** Testo fornito **
_ _ _ _ _
Papa Francesco, per la Treccani conta meno di Maria Rosaria Boccia
La Treccani non è solo una importante e affermata casa editrice scientifica. È, a tutti gli effetti, un’eccellenza italiana, apprezzata per la sua autorevolezza e per la serietà e il rigore delle sue pubblicazioni. Non è un caso che a presiederla siano persone di altissimo spessore culturale e con inappuntabili curriculum scientifici. Tanto per dire, dopo la presidenza decennale di Franco Gallo, che era stato in precedenza presidente emerito della Corte Costituzionale, da qualche mese ha assunto la carica Carlo Ossola, uno dei più illustri filologi e critici letterari italiani, nominato direttamente dal Capo dello Stato.
_ _ _ _ _
** Voci riportate **

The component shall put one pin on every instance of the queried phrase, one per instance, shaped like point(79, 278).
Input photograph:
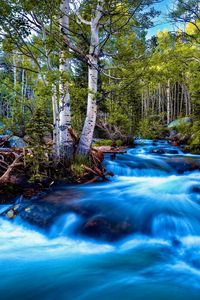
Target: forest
point(73, 72)
point(100, 148)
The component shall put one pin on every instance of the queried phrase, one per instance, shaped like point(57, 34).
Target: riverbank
point(137, 234)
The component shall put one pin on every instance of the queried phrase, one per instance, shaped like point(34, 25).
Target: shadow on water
point(135, 237)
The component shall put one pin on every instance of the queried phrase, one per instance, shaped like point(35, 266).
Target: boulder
point(16, 142)
point(106, 229)
point(179, 122)
point(4, 130)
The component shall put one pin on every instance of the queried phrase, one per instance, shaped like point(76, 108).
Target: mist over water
point(147, 245)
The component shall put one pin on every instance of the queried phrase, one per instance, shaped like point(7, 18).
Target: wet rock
point(184, 164)
point(39, 214)
point(196, 189)
point(4, 130)
point(158, 151)
point(179, 122)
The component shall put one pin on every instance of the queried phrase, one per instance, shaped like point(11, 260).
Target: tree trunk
point(90, 121)
point(56, 140)
point(65, 138)
point(168, 101)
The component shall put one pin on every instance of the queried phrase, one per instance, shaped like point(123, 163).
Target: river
point(142, 240)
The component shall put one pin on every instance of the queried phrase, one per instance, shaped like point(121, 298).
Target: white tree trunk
point(168, 101)
point(56, 138)
point(65, 139)
point(90, 121)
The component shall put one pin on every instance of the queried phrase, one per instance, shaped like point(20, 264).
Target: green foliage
point(38, 157)
point(119, 143)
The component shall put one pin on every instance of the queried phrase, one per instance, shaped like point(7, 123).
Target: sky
point(161, 23)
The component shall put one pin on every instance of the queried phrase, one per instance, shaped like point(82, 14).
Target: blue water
point(153, 252)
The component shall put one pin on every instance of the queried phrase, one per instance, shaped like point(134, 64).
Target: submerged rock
point(106, 229)
point(179, 122)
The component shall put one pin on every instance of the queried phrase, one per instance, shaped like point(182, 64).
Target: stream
point(136, 236)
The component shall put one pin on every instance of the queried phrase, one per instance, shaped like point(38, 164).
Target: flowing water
point(142, 240)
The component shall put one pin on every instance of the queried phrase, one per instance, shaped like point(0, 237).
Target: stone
point(179, 122)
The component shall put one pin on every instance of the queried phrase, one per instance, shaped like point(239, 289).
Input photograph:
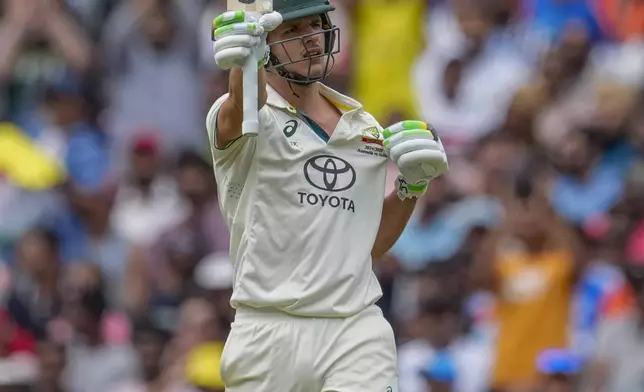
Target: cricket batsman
point(304, 201)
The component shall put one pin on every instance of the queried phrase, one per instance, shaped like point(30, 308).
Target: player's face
point(303, 46)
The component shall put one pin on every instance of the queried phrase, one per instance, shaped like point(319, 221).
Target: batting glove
point(237, 35)
point(418, 152)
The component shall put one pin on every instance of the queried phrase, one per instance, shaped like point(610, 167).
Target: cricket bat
point(250, 124)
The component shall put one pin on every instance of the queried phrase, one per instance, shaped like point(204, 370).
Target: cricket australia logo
point(328, 173)
point(372, 135)
point(372, 139)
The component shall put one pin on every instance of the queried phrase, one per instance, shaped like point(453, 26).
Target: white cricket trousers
point(269, 351)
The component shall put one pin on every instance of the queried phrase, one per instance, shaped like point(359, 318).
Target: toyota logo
point(329, 173)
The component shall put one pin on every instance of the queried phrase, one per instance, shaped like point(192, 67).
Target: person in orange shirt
point(530, 263)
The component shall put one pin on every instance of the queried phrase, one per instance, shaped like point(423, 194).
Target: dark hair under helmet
point(295, 9)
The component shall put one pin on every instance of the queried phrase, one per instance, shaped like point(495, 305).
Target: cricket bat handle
point(250, 124)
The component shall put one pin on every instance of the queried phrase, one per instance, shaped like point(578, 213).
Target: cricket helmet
point(296, 9)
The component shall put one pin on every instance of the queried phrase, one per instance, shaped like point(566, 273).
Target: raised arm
point(67, 36)
point(230, 116)
point(236, 37)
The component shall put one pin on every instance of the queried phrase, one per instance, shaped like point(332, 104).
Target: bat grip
point(250, 124)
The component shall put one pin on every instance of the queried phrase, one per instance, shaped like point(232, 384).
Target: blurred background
point(521, 270)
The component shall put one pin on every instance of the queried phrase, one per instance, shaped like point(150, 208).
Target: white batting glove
point(418, 152)
point(237, 35)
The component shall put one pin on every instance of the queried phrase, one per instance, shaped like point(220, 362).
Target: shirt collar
point(340, 101)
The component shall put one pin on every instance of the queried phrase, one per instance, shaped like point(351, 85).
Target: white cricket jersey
point(303, 209)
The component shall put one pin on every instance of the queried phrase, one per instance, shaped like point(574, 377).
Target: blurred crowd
point(521, 271)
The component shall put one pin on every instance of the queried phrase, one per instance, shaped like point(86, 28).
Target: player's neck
point(302, 96)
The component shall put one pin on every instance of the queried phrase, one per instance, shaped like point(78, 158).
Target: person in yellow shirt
point(383, 57)
point(202, 368)
point(530, 263)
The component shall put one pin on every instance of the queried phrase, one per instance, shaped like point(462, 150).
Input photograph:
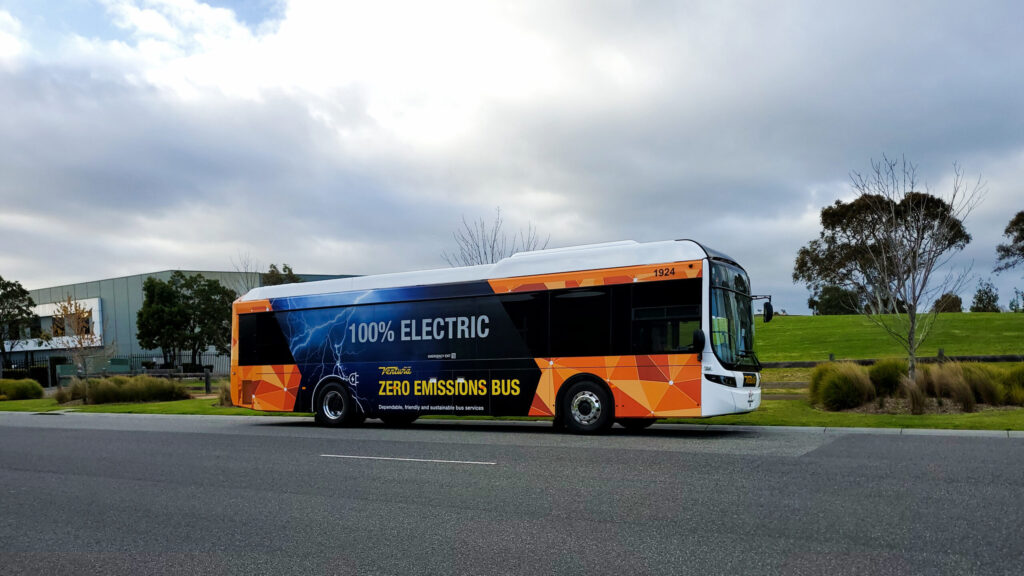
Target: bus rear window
point(261, 341)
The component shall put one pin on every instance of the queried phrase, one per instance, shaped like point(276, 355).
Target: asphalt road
point(120, 494)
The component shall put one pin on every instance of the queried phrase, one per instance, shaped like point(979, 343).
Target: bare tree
point(73, 329)
point(480, 243)
point(891, 244)
point(249, 275)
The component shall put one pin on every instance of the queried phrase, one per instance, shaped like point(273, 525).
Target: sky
point(352, 137)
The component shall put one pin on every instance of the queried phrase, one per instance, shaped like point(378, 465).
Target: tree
point(479, 243)
point(15, 313)
point(160, 323)
point(273, 277)
point(249, 276)
point(184, 314)
point(889, 244)
point(1017, 302)
point(834, 300)
point(74, 329)
point(948, 302)
point(1013, 253)
point(986, 298)
point(208, 314)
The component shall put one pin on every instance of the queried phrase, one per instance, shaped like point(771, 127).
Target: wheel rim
point(586, 408)
point(333, 405)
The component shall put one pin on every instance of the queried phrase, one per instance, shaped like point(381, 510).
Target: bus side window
point(581, 322)
point(528, 313)
point(261, 341)
point(665, 316)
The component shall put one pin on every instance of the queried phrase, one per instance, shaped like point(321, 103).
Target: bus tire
point(635, 423)
point(587, 408)
point(398, 420)
point(335, 407)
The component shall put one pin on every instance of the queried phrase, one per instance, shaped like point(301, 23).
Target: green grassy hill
point(788, 338)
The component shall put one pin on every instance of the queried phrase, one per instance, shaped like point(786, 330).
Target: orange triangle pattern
point(643, 386)
point(276, 386)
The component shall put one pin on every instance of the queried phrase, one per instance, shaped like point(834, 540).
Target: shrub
point(224, 394)
point(817, 377)
point(887, 374)
point(846, 386)
point(949, 382)
point(124, 388)
point(62, 396)
point(914, 395)
point(986, 382)
point(1013, 382)
point(20, 389)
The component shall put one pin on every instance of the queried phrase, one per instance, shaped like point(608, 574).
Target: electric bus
point(588, 336)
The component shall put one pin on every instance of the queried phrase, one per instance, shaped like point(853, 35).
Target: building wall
point(122, 297)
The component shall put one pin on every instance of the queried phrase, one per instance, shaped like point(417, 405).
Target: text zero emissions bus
point(589, 335)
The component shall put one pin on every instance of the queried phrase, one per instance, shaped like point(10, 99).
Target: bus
point(588, 336)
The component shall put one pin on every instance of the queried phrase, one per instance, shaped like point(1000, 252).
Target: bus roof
point(572, 258)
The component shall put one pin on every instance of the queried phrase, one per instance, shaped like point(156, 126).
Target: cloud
point(352, 136)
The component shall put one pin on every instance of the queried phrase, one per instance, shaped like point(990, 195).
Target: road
point(123, 494)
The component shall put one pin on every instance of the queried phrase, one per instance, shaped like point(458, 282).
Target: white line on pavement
point(408, 459)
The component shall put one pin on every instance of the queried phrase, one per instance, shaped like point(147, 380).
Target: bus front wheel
point(335, 407)
point(587, 408)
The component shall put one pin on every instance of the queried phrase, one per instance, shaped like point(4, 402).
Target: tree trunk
point(911, 347)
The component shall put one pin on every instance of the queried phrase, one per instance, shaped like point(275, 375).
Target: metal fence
point(219, 365)
point(44, 370)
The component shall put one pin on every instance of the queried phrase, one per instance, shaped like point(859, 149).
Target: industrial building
point(113, 305)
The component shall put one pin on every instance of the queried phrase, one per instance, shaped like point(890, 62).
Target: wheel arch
point(333, 378)
point(582, 376)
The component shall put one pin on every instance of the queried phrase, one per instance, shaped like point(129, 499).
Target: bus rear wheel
point(335, 407)
point(635, 423)
point(587, 408)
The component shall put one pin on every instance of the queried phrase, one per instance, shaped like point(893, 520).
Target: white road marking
point(407, 459)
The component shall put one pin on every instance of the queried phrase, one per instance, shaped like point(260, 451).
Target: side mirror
point(698, 342)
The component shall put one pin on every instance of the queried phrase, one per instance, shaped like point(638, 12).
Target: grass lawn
point(801, 413)
point(771, 413)
point(788, 338)
point(194, 406)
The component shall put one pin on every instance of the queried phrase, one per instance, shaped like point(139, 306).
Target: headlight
point(725, 380)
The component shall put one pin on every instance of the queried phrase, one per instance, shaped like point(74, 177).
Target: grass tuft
point(20, 389)
point(985, 382)
point(847, 386)
point(1013, 382)
point(887, 374)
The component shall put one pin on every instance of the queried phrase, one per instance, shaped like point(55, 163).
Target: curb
point(851, 430)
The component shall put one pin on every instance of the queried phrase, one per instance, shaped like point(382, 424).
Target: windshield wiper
point(750, 354)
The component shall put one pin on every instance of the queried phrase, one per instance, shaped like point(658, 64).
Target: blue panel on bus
point(381, 295)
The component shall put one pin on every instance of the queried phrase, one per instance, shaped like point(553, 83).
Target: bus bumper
point(718, 399)
point(747, 399)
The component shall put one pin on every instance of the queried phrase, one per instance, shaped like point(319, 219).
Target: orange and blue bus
point(590, 335)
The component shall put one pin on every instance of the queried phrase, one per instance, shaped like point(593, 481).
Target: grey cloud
point(749, 111)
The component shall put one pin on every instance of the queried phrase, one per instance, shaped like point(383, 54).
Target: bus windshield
point(732, 318)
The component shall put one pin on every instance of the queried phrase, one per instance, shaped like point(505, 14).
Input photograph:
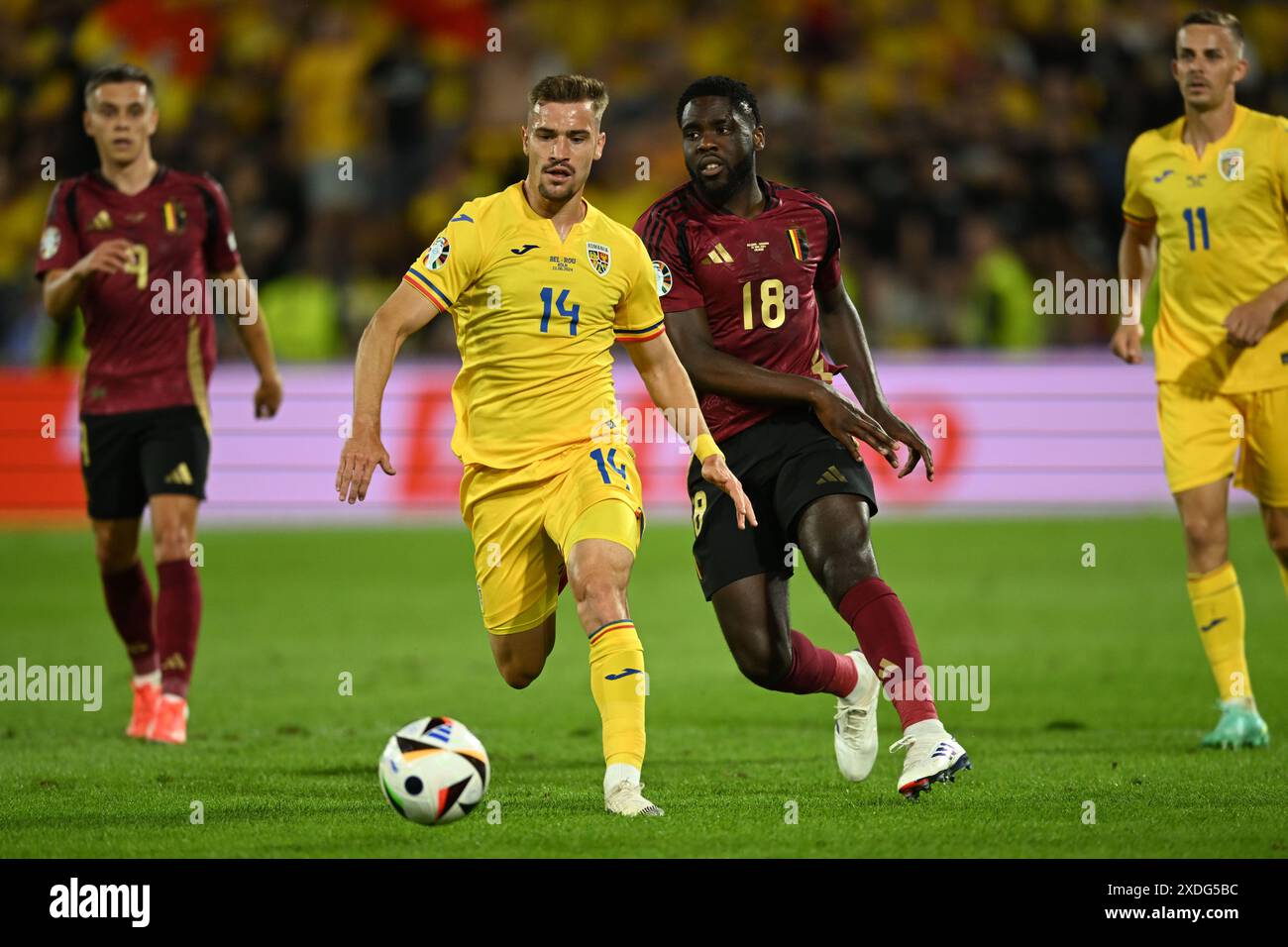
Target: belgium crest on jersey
point(1231, 163)
point(174, 215)
point(600, 257)
point(799, 243)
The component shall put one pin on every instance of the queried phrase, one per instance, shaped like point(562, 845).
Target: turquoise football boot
point(1239, 725)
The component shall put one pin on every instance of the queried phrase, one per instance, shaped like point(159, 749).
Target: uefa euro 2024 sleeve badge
point(1231, 163)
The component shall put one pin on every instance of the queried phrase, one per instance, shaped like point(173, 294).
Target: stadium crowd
point(1030, 114)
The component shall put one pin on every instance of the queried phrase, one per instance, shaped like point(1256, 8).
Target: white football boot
point(625, 797)
point(932, 757)
point(855, 732)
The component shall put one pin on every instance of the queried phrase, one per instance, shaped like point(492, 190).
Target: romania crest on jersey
point(600, 257)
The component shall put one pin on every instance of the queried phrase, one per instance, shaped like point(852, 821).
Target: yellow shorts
point(1207, 437)
point(524, 521)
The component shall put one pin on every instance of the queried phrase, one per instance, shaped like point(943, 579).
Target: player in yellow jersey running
point(1211, 188)
point(540, 285)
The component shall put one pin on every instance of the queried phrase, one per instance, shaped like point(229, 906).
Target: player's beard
point(719, 195)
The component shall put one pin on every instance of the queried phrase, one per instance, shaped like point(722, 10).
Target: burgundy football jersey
point(179, 223)
point(756, 279)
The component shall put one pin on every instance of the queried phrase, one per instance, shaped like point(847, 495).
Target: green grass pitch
point(1099, 692)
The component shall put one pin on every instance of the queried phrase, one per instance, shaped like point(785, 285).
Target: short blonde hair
point(574, 88)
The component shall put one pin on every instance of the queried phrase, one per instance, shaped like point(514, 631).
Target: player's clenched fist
point(360, 458)
point(1248, 324)
point(716, 472)
point(846, 421)
point(1126, 343)
point(108, 257)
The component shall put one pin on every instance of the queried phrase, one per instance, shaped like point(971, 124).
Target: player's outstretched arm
point(399, 316)
point(671, 390)
point(253, 334)
point(844, 338)
point(63, 287)
point(1136, 260)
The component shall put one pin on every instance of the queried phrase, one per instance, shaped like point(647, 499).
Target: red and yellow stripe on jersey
point(1223, 228)
point(535, 317)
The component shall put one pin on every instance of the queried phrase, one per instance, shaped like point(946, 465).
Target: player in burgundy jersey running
point(145, 415)
point(750, 278)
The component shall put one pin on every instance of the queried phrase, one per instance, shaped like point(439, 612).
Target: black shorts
point(785, 463)
point(130, 457)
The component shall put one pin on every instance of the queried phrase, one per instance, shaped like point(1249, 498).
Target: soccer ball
point(434, 771)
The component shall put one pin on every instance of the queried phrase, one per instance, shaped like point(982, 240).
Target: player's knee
point(763, 663)
point(842, 569)
point(114, 557)
point(600, 599)
point(171, 541)
point(115, 551)
point(1206, 535)
point(518, 674)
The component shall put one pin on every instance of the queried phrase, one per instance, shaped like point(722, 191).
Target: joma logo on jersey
point(600, 257)
point(1231, 163)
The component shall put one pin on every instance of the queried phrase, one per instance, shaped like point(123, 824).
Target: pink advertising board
point(1064, 431)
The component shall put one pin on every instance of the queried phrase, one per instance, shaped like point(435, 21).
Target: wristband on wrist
point(703, 446)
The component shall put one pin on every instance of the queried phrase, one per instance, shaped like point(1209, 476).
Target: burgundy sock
_ _ _ _ _
** Compito **
Duplica alla lettera il tratto del testo fornito che si apre con le parole contenenti "Papa Francesco, per" e si chiude con "Capo dello Stato.". Le voci riportate costituiscono materiale a sé, distinto dal testo fornito.

** Soluzione **
Papa Francesco, per la Treccani conta meno di Maria Rosaria Boccia
La Treccani non è solo una importante e affermata casa editrice scientifica. È, a tutti gli effetti, un’eccellenza italiana, apprezzata per la sua autorevolezza e per la serietà e il rigore delle sue pubblicazioni. Non è un caso che a presiederla siano persone di altissimo spessore culturale e con inappuntabili curriculum scientifici. Tanto per dire, dopo la presidenza decennale di Franco Gallo, che era stato in precedenza presidente emerito della Corte Costituzionale, da qualche mese ha assunto la carica Carlo Ossola, uno dei più illustri filologi e critici letterari italiani, nominato direttamente dal Capo dello Stato.